About this task: Keeping every character in place, output all the data.

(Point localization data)
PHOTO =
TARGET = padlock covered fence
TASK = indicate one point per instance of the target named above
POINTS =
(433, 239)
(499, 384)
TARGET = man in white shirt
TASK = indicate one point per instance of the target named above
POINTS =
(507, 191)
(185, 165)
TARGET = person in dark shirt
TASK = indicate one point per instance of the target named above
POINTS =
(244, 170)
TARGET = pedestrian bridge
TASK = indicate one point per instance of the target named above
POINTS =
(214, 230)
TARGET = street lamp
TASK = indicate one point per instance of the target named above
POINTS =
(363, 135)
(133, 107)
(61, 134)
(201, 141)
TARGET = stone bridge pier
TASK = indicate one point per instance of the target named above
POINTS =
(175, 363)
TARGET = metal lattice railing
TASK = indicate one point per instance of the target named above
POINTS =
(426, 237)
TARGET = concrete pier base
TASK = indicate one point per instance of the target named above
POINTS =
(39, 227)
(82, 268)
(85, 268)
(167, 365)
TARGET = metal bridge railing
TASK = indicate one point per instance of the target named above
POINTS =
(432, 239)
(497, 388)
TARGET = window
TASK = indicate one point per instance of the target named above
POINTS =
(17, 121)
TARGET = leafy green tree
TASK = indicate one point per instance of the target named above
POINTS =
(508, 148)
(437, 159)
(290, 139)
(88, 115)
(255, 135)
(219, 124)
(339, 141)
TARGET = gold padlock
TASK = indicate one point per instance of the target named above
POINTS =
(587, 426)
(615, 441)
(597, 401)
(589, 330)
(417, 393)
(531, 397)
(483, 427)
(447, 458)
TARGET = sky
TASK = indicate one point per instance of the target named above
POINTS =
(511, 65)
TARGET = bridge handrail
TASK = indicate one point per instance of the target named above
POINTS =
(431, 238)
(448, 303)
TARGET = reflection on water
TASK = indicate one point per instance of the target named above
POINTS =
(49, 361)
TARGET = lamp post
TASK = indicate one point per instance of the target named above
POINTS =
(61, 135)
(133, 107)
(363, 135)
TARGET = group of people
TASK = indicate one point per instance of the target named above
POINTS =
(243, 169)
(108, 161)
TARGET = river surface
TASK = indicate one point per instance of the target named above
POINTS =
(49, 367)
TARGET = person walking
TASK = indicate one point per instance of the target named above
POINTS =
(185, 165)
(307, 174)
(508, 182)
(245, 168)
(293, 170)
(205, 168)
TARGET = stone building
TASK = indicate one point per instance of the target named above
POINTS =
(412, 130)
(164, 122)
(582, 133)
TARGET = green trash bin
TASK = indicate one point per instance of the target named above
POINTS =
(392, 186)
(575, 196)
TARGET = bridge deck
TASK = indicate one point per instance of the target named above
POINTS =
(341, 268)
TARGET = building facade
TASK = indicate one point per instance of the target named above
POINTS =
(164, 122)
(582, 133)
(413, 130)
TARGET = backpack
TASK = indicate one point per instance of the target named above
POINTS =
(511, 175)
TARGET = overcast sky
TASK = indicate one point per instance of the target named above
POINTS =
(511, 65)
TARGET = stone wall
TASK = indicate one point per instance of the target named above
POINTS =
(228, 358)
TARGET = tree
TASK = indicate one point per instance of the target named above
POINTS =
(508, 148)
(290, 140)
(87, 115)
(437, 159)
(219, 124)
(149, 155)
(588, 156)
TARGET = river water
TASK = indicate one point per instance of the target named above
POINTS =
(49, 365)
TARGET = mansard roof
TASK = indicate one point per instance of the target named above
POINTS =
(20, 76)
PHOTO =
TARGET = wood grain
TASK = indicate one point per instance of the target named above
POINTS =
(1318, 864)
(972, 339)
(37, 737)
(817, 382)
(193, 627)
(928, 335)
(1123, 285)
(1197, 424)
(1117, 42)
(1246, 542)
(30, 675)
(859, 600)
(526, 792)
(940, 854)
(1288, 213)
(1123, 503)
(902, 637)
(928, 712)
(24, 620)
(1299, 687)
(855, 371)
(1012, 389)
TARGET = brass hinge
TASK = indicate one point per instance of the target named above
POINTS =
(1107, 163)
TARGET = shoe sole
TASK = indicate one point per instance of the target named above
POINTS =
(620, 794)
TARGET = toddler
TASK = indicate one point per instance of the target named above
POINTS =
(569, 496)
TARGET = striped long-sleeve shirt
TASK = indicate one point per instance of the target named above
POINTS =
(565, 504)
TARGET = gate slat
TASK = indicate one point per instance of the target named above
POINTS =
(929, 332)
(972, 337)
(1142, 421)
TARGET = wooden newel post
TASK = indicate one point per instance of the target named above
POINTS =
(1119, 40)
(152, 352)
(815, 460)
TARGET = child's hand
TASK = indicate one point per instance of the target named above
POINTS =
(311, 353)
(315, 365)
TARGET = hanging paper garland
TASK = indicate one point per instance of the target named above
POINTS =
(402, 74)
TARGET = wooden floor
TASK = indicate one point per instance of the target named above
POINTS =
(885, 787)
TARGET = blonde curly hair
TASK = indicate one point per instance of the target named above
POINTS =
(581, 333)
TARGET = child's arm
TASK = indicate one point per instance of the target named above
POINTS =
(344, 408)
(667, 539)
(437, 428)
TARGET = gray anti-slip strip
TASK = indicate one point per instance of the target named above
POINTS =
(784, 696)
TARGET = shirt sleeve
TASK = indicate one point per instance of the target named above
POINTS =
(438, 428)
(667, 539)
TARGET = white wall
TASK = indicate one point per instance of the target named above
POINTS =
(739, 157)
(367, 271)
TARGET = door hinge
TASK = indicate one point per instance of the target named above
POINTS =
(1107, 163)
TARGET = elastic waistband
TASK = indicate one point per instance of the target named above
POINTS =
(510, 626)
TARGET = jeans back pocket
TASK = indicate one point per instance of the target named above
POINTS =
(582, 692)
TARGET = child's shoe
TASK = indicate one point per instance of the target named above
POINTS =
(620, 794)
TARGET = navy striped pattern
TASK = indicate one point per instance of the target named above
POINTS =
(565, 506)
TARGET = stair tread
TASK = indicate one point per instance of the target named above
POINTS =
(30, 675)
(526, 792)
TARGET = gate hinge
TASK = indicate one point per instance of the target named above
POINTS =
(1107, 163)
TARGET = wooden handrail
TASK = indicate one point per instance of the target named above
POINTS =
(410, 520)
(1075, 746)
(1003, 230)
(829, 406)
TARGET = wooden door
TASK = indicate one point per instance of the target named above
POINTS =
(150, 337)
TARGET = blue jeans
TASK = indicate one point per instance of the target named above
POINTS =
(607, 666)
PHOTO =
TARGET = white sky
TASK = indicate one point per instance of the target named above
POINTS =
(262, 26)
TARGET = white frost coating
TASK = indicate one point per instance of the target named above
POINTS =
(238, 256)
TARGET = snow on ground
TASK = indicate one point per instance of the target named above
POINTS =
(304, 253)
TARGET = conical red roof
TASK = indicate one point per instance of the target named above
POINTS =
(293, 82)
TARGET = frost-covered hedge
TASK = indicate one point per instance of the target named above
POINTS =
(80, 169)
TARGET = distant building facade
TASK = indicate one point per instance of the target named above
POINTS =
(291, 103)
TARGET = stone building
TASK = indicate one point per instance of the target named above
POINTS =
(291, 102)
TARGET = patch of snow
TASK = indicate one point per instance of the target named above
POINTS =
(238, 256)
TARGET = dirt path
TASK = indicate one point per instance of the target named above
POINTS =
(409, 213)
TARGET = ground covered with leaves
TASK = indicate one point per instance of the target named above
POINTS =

Answer box:
PHOTO =
TARGET = padlock covered fence
TASK = indicate one point per instance of the target named above
POINTS =
(433, 239)
(499, 384)
TARGET = man in white shirt
TASK = indicate one point per instance of the target named above
POINTS =
(507, 191)
(185, 165)
TARGET = person in dark shirt
TASK = indicate one point per instance of the target named above
POINTS =
(244, 170)
TARGET = pedestrian bridge
TASK = indicate one point per instance of the target named above
POINTS =
(214, 230)
TARGET = street lamp
TASK = indicate one point per instance of the target named above
POINTS =
(363, 135)
(133, 107)
(61, 134)
(201, 141)
TARGET = stone bridge pier
TASK = indicate one point per instance of the target named above
POINTS =
(175, 363)
TARGET = metal lattice railing
TASK = indicate one point per instance of the target named above
POINTS =
(426, 237)
TARGET = concrete pier base
TASK = indicate one point per instance of the target named above
POINTS =
(39, 227)
(82, 268)
(85, 268)
(167, 365)
TARGET = metal bridge railing
TASK = indicate one point per instance of the target named above
POINTS =
(432, 239)
(497, 388)
TARGET = window
TASK = indicate one point per instance of the target named above
POINTS =
(17, 121)
TARGET = leafy green tree
TASK = indicate one point per instance of the target named above
POINTS =
(508, 148)
(437, 159)
(290, 139)
(88, 115)
(255, 135)
(219, 124)
(339, 141)
TARGET = gold padlock
TASK = indicate one point per instance of the target named above
POINTS =
(587, 426)
(615, 441)
(597, 401)
(589, 330)
(417, 393)
(531, 397)
(483, 427)
(447, 458)
TARGET = sky
TASK = indicate one point per instance of the target named above
POINTS =
(511, 65)
TARGET = bridge handrail
TASK = indicate one point per instance of the target named above
POINTS =
(431, 238)
(448, 303)
TARGET = reflection on water
TASK = indicate one point per instance of the target named above
POINTS =
(49, 361)
TARGET = lamp post
TASK = indicate one point per instance of the target named above
POINTS =
(61, 135)
(133, 107)
(363, 135)
TARGET = group of people
TASK = indicate one point per instance of the target named above
POINTS =
(243, 169)
(108, 161)
TARGET = river surface
TASK = indicate one point per instance of the target named above
POINTS =
(49, 367)
TARGET = person walking
TASK = indicate one point per instance of the target named above
POINTS =
(185, 165)
(307, 174)
(508, 182)
(245, 168)
(293, 170)
(205, 168)
TARGET = stone building
TASK = indicate one point per instance of the target named above
POINTS =
(412, 130)
(164, 122)
(582, 133)
TARGET = green trash bin
TASK = indicate one point per instance of the target named above
POINTS =
(392, 186)
(575, 196)
TARGET = bridge deck
TASK = indicate one point per instance of the target named above
POINTS =
(341, 268)
TARGET = building facade
TASK = indicate one point per instance of the target named above
POINTS =
(164, 122)
(582, 133)
(413, 130)
TARGET = backpack
TASK = indicate one point per instance of the target named above
POINTS =
(511, 175)
TARGET = overcast sky
TASK = indicate one point per instance of the target named above
POINTS =
(511, 65)
TARGET = stone wall
TASK = indicate one point per instance of the target named above
POINTS =
(228, 358)
TARGET = tree
TASK = indicate one point per instance of the target named above
POINTS =
(508, 148)
(290, 140)
(87, 115)
(437, 159)
(219, 124)
(149, 155)
(588, 156)
TARGET = river water
TASK = indicate one point per instance of the target named above
POINTS =
(49, 365)
TARGET = mansard roof
TASK = indicate one point per instance of the target named above
POINTS =
(20, 76)
PHOTO =
TARGET = wood grain
TASK = indicate one point per instance of the target named above
POINTS =
(1318, 864)
(972, 339)
(37, 737)
(817, 382)
(193, 627)
(928, 335)
(1123, 285)
(1197, 424)
(1117, 42)
(1246, 542)
(30, 675)
(859, 600)
(526, 792)
(940, 854)
(1288, 213)
(1123, 503)
(902, 637)
(928, 712)
(24, 620)
(1299, 687)
(855, 371)
(1012, 389)
TARGET = brass hinge
TASK = indicate one point per instance of the target named above
POINTS =
(1107, 163)
TARGET = shoe sole
TASK = indicate one point per instance of the target named above
POINTS =
(620, 794)
TARGET = toddler
TASK = indicate one point per instance of the target named above
POINTS =
(569, 496)
TARGET = striped long-sleeve shirt
TASK = indicate one point per instance of the target named above
POINTS =
(565, 504)
TARGET = gate slat
TASK = indicate one point per instance of the target named above
POINTS =
(929, 332)
(972, 337)
(1142, 421)
TARGET = wooden newel post
TASK = indicate one point per instance of the target named above
POINTS =
(1119, 40)
(152, 352)
(815, 460)
TARGET = child's hand
TASK = indicate one point per instance of the target named above
POINTS =
(311, 353)
(315, 365)
TARGET = hanging paper garland
TASK = indicate one point per instance of the target named above
POINTS =
(402, 74)
TARGET = wooden floor
TASK = indicate one point per instance of the target named above
POINTS =
(885, 787)
TARGET = blonde curly hair
TASK = indicate one point per instance of the target named above
POINTS =
(581, 333)
TARGET = child's arm
TASK = indicate one point per instance of the target named above
POINTS =
(344, 408)
(667, 539)
(437, 428)
TARGET = gray anti-slip strip
TASK = indicate one point per instance of the target named above
POINTS =
(784, 696)
TARGET = shirt sleeve
TASK = indicate one point per instance of the target named above
POINTS =
(438, 428)
(667, 539)
TARGET = white wall
TASK = indicate one point per instance of the target named above
POINTS =
(739, 157)
(367, 271)
TARGET = door hinge
TASK = indicate one point per instance of the target named above
POINTS =
(1107, 163)
TARGET = elastic waistband
TASK = indicate one point per instance of the target named above
POINTS =
(510, 626)
TARGET = jeans back pocket
TASK = indicate one point per instance of the target named above
POINTS =
(582, 692)
TARGET = child's shoe
TASK = indicate one point per instance of the target named above
POINTS =
(620, 794)
TARGET = navy striped pattern
TASK = indicate one point per instance of the target named above
POINTS =
(565, 506)
TARGET = stair tread
TASK = indicate one point per instance of the target named above
POINTS =
(30, 675)
(526, 792)
TARGET = gate hinge
TASK = indicate one point per instance of the target named above
POINTS =
(1107, 163)
TARGET = wooden handrail
TASK = indicate one point per instance of the target named above
POINTS =
(410, 520)
(1075, 746)
(1003, 230)
(829, 406)
TARGET = wooden door
TASK = indicate one point per instance of the target named above
POINTS =
(150, 337)
TARGET = blue jeans
TASK = indicate one point per instance of the target named above
POINTS =
(607, 666)
PHOTO =
TARGET = white sky
TASK = indicate one point per instance of the target named above
POINTS =
(262, 26)
TARGET = white frost coating
TASK = indicate one point per instance of the target named above
POINTS =
(238, 256)
TARGET = snow on ground
TASK = indicate one point per instance of the target named above
POINTS =
(304, 253)
TARGET = conical red roof
TASK = indicate one point per instance of the target named above
POINTS =
(293, 82)
TARGET = frost-covered hedge
TASK = indicate one point per instance of the target named above
POINTS =
(80, 169)
TARGET = distant building facade
TASK = indicate one point per instance of the target named above
POINTS =
(291, 103)
TARGET = stone building
TASK = indicate one point per instance of the target named above
POINTS =
(291, 102)
TARGET = patch of snow
TASK = indicate one point per instance of the target named above
POINTS =
(238, 256)
TARGET = dirt path
TASK = indicate one point per instance of the target named above
POINTS =
(409, 213)
TARGET = ground covered with leaves
TASK = indicate one point per instance of the target named above
POINTS =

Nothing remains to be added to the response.